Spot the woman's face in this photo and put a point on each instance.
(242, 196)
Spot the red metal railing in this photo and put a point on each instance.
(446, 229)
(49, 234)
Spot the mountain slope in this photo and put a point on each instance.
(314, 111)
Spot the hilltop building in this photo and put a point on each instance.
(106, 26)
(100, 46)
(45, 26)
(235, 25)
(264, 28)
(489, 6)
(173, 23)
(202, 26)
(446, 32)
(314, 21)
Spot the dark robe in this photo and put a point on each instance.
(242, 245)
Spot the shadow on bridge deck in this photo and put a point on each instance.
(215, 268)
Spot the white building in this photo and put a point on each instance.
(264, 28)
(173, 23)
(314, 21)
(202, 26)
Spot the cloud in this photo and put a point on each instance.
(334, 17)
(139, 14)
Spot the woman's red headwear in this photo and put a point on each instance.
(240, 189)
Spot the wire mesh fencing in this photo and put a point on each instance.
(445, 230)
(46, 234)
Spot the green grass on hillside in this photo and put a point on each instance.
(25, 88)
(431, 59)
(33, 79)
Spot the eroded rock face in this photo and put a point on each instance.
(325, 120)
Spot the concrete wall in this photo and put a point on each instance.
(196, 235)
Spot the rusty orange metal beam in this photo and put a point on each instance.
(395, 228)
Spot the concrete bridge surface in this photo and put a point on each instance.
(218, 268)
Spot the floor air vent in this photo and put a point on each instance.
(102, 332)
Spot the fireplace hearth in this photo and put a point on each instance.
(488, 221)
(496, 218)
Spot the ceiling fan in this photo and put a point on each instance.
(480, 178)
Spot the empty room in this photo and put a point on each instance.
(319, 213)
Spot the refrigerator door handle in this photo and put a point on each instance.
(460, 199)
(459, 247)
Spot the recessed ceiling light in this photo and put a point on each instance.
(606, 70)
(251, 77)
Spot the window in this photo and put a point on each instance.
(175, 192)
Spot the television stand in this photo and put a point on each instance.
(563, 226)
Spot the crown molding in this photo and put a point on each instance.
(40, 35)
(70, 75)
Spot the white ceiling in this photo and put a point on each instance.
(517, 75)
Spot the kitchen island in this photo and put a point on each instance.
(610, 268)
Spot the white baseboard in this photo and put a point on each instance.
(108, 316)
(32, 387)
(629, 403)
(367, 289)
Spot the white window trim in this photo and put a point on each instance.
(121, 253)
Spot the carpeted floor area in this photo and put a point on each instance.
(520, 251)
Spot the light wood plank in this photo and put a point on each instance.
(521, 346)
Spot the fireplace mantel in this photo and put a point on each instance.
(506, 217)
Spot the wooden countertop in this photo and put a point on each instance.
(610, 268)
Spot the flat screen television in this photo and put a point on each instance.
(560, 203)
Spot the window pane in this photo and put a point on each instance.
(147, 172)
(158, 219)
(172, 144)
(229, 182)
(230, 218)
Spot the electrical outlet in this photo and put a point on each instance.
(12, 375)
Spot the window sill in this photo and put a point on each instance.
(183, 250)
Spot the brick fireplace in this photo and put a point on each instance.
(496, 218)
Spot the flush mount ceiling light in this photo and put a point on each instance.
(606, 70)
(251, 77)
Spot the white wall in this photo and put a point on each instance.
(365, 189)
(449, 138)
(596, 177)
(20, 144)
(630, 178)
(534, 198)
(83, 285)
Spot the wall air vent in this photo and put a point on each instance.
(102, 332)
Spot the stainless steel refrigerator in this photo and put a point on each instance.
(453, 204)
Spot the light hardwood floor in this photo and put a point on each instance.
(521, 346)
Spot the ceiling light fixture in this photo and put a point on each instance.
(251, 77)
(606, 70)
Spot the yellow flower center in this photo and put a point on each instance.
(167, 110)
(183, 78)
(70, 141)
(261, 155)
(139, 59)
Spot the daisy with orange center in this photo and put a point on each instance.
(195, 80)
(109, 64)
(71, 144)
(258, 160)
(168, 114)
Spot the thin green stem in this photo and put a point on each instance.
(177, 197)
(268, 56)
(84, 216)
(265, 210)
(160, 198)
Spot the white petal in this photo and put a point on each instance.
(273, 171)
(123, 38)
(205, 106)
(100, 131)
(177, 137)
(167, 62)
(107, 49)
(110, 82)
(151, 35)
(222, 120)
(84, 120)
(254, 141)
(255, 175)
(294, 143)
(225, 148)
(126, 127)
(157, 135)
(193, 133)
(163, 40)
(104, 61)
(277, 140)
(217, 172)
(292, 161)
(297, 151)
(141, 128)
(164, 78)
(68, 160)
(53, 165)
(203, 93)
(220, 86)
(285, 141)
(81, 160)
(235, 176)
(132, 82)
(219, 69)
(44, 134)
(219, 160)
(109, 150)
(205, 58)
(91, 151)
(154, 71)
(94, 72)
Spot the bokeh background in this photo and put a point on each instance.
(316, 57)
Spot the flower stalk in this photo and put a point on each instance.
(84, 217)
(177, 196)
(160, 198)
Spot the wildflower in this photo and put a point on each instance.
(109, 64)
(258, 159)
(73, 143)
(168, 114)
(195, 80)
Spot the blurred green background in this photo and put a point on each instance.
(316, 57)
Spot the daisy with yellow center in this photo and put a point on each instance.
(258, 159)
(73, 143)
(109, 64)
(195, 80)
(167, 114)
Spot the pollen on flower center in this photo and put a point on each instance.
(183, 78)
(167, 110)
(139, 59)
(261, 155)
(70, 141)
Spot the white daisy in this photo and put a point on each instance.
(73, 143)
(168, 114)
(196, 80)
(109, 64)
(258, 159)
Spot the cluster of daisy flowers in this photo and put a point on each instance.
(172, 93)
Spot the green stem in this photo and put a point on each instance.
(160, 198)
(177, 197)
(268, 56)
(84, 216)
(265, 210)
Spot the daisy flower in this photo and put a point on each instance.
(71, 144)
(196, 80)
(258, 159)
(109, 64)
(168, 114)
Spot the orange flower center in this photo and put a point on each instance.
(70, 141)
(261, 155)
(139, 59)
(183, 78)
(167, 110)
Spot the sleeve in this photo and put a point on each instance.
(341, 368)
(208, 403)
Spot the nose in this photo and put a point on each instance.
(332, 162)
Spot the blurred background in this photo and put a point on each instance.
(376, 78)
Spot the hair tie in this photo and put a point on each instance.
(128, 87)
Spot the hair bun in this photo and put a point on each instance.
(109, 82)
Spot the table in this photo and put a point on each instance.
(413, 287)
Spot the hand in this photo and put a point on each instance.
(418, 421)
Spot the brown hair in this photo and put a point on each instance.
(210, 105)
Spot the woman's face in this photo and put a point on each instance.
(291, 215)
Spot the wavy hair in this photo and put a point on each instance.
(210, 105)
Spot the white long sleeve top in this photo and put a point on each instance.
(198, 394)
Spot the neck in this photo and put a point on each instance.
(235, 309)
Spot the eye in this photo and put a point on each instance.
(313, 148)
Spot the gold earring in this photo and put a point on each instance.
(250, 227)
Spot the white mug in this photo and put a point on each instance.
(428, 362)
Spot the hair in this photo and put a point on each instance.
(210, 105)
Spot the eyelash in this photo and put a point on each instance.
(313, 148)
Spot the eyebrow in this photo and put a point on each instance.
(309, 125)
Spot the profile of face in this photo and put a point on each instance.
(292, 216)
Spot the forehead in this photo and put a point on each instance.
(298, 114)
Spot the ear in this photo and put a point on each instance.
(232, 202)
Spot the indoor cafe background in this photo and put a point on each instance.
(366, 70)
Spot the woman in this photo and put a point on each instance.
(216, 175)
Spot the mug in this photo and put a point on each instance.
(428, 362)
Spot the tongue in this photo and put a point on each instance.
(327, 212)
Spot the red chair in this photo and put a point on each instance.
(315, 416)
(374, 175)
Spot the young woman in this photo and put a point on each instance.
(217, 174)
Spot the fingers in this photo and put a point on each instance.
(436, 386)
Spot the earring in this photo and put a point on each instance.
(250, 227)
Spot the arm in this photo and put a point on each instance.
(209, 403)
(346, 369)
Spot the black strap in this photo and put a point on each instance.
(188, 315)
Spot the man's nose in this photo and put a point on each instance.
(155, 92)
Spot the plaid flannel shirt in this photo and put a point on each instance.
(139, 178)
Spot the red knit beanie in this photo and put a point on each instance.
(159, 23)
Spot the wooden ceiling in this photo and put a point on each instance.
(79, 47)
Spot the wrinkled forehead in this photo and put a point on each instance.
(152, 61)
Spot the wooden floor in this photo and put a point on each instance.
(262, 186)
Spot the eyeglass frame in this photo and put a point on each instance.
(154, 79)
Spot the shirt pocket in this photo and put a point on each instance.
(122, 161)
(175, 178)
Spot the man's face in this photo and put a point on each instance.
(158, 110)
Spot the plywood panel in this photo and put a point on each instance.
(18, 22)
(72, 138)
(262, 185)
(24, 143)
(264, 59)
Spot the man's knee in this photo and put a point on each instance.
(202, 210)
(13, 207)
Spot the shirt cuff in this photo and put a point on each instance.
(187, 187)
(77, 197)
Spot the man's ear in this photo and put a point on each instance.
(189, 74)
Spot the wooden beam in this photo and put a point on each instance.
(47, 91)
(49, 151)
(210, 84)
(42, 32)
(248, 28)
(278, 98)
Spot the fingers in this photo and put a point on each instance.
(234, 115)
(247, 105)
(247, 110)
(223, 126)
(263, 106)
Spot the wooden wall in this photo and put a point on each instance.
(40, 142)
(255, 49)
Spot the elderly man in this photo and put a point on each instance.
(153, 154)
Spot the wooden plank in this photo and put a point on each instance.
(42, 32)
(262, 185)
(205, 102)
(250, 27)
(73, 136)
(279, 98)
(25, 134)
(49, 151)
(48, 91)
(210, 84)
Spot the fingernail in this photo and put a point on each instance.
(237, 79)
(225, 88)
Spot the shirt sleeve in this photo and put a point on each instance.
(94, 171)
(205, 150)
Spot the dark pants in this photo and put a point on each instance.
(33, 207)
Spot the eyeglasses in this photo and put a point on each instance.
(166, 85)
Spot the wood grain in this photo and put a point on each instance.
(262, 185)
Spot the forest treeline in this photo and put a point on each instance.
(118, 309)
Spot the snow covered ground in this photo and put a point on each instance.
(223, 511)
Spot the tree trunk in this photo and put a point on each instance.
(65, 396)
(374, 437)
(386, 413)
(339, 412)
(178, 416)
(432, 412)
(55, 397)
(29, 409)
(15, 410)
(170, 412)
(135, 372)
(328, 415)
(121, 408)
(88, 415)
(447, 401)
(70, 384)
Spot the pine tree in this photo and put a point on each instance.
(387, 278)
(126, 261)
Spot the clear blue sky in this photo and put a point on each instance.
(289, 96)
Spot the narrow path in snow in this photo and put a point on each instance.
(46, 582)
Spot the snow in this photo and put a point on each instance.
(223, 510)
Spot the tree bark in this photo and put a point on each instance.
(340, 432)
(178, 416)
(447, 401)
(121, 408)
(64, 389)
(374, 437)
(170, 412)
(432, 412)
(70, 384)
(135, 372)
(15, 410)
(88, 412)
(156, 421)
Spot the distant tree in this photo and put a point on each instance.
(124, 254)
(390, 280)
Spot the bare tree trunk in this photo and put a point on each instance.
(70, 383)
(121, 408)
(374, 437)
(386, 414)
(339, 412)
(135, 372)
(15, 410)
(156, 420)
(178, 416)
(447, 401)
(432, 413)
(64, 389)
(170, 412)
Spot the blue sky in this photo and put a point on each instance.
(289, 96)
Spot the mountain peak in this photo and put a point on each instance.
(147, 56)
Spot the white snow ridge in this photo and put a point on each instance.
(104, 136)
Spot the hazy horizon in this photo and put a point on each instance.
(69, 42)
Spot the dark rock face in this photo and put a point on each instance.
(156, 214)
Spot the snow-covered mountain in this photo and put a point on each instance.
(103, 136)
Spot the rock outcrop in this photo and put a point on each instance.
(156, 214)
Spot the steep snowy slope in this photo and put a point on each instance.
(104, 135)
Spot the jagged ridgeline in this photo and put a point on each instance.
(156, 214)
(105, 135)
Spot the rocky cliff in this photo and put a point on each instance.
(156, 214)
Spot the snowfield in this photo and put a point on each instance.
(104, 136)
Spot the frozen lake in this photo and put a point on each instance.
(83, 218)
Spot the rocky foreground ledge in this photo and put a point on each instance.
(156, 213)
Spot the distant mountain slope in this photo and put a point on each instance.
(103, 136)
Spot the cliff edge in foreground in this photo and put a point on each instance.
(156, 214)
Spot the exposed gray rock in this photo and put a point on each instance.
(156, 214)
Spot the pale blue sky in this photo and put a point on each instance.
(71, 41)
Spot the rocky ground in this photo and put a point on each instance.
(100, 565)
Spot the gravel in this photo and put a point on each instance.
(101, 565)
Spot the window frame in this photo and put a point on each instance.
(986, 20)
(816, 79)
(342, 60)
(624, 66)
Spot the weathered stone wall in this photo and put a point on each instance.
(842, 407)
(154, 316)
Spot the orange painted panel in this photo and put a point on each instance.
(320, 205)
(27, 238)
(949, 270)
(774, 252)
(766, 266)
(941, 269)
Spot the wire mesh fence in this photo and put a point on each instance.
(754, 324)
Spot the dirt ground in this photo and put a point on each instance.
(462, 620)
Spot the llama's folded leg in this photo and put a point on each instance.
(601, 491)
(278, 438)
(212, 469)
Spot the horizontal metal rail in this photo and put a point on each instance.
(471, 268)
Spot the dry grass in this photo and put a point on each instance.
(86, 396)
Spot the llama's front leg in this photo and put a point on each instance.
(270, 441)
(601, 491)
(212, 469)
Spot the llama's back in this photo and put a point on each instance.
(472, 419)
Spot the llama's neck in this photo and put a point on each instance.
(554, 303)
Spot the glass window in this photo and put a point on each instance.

▸ **OBJECTIVE**
Rewrite the part of the records that opens with the line containing "Spot the llama's folded" and runs through the end of the records as a numbered list, one line per number, skipping any blank lines.

▸ **SOLUTION**
1. Spot the llama's folded leg in this photo and put a point on each instance.
2. (601, 491)
3. (278, 438)
4. (212, 469)
5. Spot the horizontal metal rail in this photo and put a point on each instance.
6. (471, 268)
7. Spot the dry grass in this photo and put a point on each instance.
8. (86, 396)
9. Spot the llama's front leg in this photo and put a point on each instance.
10. (270, 441)
11. (601, 491)
12. (212, 469)
13. Spot the llama's back in this photo and put a point on each instance.
14. (472, 419)
15. Spot the llama's neck in this photo and put a point on each instance.
16. (554, 303)
17. Spot the glass window in this photo and put a point on each instance.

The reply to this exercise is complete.